§ **SHORT PROBLEM**: Put each line of the material below into a numbered list, omitting blank lines and leaving out the pictures.

------------------------------------------------

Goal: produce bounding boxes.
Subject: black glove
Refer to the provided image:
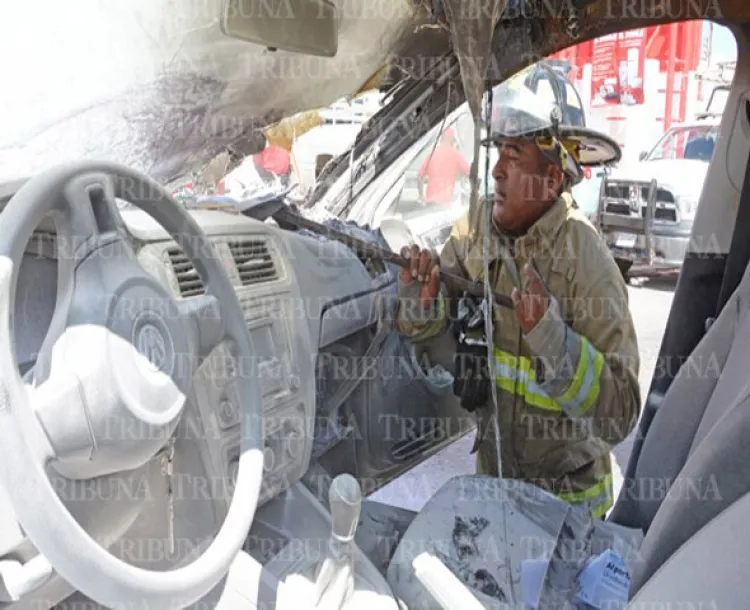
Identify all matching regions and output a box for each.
[453,340,491,413]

------------------------------------------------

§ **TASK RESULT**:
1. Goal: produce bounding boxes.
2. Subject: black glove
3. Refer to the provided image:
4. Identify all matching regions and output a box for each.
5. [453,340,491,413]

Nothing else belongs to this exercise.